>>

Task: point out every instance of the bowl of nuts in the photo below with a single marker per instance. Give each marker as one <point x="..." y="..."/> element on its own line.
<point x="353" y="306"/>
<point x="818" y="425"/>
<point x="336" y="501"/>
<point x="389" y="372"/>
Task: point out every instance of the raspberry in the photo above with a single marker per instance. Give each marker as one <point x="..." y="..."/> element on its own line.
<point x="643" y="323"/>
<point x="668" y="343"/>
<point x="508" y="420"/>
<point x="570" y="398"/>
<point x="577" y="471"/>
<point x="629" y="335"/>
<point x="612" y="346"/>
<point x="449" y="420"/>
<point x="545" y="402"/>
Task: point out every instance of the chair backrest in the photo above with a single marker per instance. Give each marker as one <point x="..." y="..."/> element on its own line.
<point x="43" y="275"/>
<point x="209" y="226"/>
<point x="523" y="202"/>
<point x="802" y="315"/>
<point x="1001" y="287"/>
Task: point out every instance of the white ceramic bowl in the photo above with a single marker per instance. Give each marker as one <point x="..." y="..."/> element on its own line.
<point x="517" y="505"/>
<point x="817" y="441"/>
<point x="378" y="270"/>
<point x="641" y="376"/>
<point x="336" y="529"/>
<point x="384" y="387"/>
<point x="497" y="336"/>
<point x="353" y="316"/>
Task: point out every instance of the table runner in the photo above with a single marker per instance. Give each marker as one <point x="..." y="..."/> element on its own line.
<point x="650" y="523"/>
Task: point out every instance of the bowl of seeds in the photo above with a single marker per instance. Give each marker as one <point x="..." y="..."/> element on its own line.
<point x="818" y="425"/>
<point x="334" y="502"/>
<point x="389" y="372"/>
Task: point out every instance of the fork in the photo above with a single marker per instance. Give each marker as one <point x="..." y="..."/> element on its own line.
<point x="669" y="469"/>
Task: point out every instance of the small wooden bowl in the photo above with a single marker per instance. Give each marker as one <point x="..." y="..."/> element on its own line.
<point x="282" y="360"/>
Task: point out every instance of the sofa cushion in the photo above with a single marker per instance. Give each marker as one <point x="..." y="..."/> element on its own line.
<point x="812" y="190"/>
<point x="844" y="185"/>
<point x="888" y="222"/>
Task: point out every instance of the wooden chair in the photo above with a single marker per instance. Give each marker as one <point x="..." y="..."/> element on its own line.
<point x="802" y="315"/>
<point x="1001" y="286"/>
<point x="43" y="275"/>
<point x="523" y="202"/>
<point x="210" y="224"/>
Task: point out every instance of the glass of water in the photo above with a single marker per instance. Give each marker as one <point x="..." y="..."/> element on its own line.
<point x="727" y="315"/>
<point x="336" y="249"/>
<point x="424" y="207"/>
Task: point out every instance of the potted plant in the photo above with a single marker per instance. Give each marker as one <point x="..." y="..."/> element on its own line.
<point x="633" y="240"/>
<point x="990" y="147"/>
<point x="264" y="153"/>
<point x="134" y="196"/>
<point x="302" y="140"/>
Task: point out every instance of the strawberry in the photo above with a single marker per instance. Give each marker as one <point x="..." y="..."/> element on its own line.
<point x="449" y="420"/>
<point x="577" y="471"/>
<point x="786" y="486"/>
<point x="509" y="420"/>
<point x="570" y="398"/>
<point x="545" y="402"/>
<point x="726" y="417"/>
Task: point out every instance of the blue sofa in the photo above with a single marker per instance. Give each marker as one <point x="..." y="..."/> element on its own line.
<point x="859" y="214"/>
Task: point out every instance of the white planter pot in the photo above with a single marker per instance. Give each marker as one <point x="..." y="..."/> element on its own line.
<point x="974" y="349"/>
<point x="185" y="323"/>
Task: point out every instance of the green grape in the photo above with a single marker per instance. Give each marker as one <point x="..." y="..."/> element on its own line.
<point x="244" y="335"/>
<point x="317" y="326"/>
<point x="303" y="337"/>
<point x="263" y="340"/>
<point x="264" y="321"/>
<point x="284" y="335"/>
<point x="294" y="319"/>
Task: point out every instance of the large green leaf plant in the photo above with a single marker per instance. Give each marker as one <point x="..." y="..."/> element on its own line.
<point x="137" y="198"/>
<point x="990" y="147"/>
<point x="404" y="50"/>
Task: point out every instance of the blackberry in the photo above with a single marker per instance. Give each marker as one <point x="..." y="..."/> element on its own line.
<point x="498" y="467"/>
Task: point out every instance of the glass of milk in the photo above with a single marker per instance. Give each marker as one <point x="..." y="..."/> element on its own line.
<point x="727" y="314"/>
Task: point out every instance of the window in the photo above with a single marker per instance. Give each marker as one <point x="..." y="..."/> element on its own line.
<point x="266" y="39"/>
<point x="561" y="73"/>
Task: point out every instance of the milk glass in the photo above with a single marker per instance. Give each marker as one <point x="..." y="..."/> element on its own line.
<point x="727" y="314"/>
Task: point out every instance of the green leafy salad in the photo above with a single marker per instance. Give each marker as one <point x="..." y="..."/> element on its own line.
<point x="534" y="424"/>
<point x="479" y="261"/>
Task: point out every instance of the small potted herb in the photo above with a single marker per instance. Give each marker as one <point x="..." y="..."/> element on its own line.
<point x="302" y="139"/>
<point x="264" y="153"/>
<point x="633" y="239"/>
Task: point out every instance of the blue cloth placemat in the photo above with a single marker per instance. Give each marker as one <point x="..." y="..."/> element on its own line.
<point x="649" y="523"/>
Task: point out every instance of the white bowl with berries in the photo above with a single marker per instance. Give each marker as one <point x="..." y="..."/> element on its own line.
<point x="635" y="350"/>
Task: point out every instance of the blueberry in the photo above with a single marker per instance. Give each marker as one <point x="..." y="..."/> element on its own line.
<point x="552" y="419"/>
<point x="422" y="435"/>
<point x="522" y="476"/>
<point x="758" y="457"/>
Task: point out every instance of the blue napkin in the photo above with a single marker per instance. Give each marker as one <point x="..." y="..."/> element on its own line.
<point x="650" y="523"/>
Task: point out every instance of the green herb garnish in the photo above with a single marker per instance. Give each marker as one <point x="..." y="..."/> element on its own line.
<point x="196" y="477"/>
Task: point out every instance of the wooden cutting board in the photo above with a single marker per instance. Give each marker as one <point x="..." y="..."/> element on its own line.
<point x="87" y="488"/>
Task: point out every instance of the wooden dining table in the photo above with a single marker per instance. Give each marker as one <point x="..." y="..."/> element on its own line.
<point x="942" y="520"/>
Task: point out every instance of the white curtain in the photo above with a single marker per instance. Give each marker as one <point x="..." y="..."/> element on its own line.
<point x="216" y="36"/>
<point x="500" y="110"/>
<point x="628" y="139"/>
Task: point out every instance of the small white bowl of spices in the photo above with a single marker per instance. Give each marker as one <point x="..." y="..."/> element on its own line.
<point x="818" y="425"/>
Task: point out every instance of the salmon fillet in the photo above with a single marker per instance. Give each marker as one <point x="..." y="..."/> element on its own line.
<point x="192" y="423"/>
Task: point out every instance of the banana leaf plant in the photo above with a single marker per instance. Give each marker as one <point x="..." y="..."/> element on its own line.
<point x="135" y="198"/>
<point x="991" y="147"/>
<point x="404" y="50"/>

<<

Every entry must be set down again exactly as it reads.

Answer box:
Task: point out every instance of the bowl of nuts in the photo below with a single marker per instance. Give each marker as one <point x="..." y="..."/> element on its own line.
<point x="353" y="306"/>
<point x="818" y="425"/>
<point x="336" y="501"/>
<point x="389" y="372"/>
Task: point out every instance of the raspberry in the photo above with a single marker per instance. Give each marker as one <point x="..." y="..."/> element on its own line.
<point x="643" y="323"/>
<point x="668" y="343"/>
<point x="508" y="420"/>
<point x="570" y="398"/>
<point x="577" y="471"/>
<point x="629" y="335"/>
<point x="612" y="346"/>
<point x="449" y="420"/>
<point x="545" y="402"/>
Task: point out every instance of the chair backrest in the photo above with a single marker per instance. Give each marker as one <point x="..." y="..."/> element on its own line.
<point x="43" y="275"/>
<point x="209" y="226"/>
<point x="523" y="202"/>
<point x="802" y="315"/>
<point x="1001" y="287"/>
Task: point out every instance of the white ceramic bowl in the photo above with a single marker per instance. Give each marker as one <point x="..." y="..."/> element on its own line.
<point x="517" y="505"/>
<point x="817" y="441"/>
<point x="378" y="270"/>
<point x="641" y="376"/>
<point x="336" y="529"/>
<point x="384" y="387"/>
<point x="497" y="336"/>
<point x="353" y="316"/>
Task: point out every instance of the table runner in the photo above with a single marker per instance. Give each marker as one <point x="..." y="..."/> element on its own line.
<point x="650" y="523"/>
Task: point out every instance of the bowl of seeds in the photo above with a single marker per instance. Give each marker as one <point x="..." y="..."/> element on its own line.
<point x="818" y="425"/>
<point x="334" y="502"/>
<point x="389" y="372"/>
Task: point out every instance of the fork in the photo above with a single marker per instance. Give each marker as one <point x="..." y="..."/> element on its own line.
<point x="669" y="469"/>
Task: point out every instance of the small wooden bowl in the photo above with a single marker per instance. Give each marker as one <point x="..." y="..."/> element on its own line.
<point x="282" y="360"/>
Task: point out every instance of the sofa cushion in the photo above with a single marker per instance. Give each marker as one <point x="..." y="..."/> element on its own line.
<point x="812" y="190"/>
<point x="844" y="185"/>
<point x="888" y="222"/>
Task: point out every instance of the wooden chair in the photo above with a single marker per instance. Give each marker as one <point x="..." y="..."/> element on its own line.
<point x="802" y="315"/>
<point x="1001" y="286"/>
<point x="43" y="275"/>
<point x="523" y="202"/>
<point x="210" y="224"/>
Task: point out every instance of the glass of water in the photo above with a single marker per instance. Give each marker as one <point x="..." y="..."/> element on its own line.
<point x="727" y="315"/>
<point x="336" y="249"/>
<point x="424" y="207"/>
Task: point out every instance of the potted plant in the photo above with a single marker per instance. Give each marker as one <point x="..." y="..."/> element on its own line.
<point x="633" y="240"/>
<point x="990" y="147"/>
<point x="264" y="153"/>
<point x="134" y="196"/>
<point x="302" y="140"/>
Task: point out every instance of the strawberry in the photo above with a single marker per instance. Give each marker as one <point x="..." y="..."/> element on its own line.
<point x="449" y="420"/>
<point x="577" y="471"/>
<point x="786" y="486"/>
<point x="509" y="420"/>
<point x="570" y="398"/>
<point x="545" y="402"/>
<point x="726" y="417"/>
Task: point out every instance of the blue sofa in the photo above with a single marker per instance. Give each marker as one <point x="..." y="..."/> element on its own line.
<point x="859" y="214"/>
Task: point out every instance of the white planter pot in the photo above with a single marker per instance. Give each marker as one <point x="..." y="..."/> element on its own line.
<point x="974" y="349"/>
<point x="185" y="323"/>
Task: point out every instance of the green grape in the photo above with a single marker per instance. Give each marker as one <point x="..." y="..."/> element on its own line.
<point x="244" y="335"/>
<point x="317" y="326"/>
<point x="303" y="337"/>
<point x="263" y="340"/>
<point x="264" y="321"/>
<point x="284" y="335"/>
<point x="294" y="319"/>
Task: point out every instance of the large green leaf plant in the photo above with a single marker per instance. Give each marker as one <point x="..." y="..."/> element on its own line.
<point x="137" y="198"/>
<point x="990" y="147"/>
<point x="404" y="50"/>
Task: point out every instance of the blackberry in the photo above with a single marker per instance. Give each marker as one <point x="..." y="..."/> element on its own line.
<point x="498" y="467"/>
Task: point out every instance of the glass of milk in the photo above with a single marker per instance. Give each marker as one <point x="..." y="..."/> element on its own line.
<point x="727" y="314"/>
Task: point out every instance of the window in the photo above with a single marker per instance. Give each marker as one <point x="..." y="..."/> element on its own line.
<point x="266" y="39"/>
<point x="561" y="73"/>
Task: point out every instance of the milk glass in the photo above with a single marker per instance. Give each marker as one <point x="..." y="..."/> element on its own line.
<point x="727" y="314"/>
Task: point out every instance of the green leafy salad in the photo above with a single marker per instance. Give each marker as one <point x="..." y="..."/> element on its own line.
<point x="534" y="424"/>
<point x="479" y="261"/>
Task: point out every instance of the small potted herb in the photo above with a single marker per instance. Give each marker as one <point x="..." y="..."/> element on its own line.
<point x="302" y="139"/>
<point x="264" y="153"/>
<point x="633" y="239"/>
Task: point out every instance of the blue cloth placemat in the photo above with a single marker per instance. Give each marker as one <point x="..." y="..."/> element on its own line.
<point x="649" y="523"/>
Task: point out every instance of the white bowl with berries in the photo above with a single marker per instance. Give each marker as one <point x="..." y="..."/> element on its own line.
<point x="635" y="350"/>
Task: point out every instance of the blueberry in the photo above with a single marker per instance. Give each marker as one <point x="..." y="..."/> element on its own line.
<point x="552" y="419"/>
<point x="422" y="435"/>
<point x="522" y="476"/>
<point x="758" y="457"/>
Task: point out every instance of the blue napkin in the photo above with a single marker per instance. Give each marker as one <point x="..." y="..."/> element on its own line.
<point x="650" y="523"/>
Task: point out every instance of the green herb garnish in the photo above with a single marker per instance. Give each marker as one <point x="..." y="..."/> element on its own line.
<point x="196" y="477"/>
Task: point out every instance of the wooden cutting board in the photo above with a single marker per instance. Give each marker as one <point x="..." y="..."/> element on its own line.
<point x="87" y="488"/>
Task: point out every instance of the wooden dining table in the photo above with a single marker per instance. Give each marker as one <point x="..." y="..."/> element on its own line.
<point x="942" y="520"/>
Task: point out every instance of the white curtain in the photo above with a single marker per instance. Give each marker as one <point x="..." y="..."/> element on its own line.
<point x="216" y="36"/>
<point x="500" y="110"/>
<point x="628" y="139"/>
Task: point out every instance of the small white bowl of spices in the photo above with a single marker per instance. Give each marker as one <point x="..." y="..."/> element on its own line.
<point x="818" y="425"/>
Task: point out every instance of the salmon fillet in the photo above with a single marker per instance. Give each marker as one <point x="..." y="..."/> element on its own line.
<point x="192" y="423"/>
Task: point out every instance of the banana leaf plant in the photo above with a single marker per instance. Give each marker as one <point x="..." y="..."/> element on its own line.
<point x="135" y="198"/>
<point x="991" y="147"/>
<point x="404" y="50"/>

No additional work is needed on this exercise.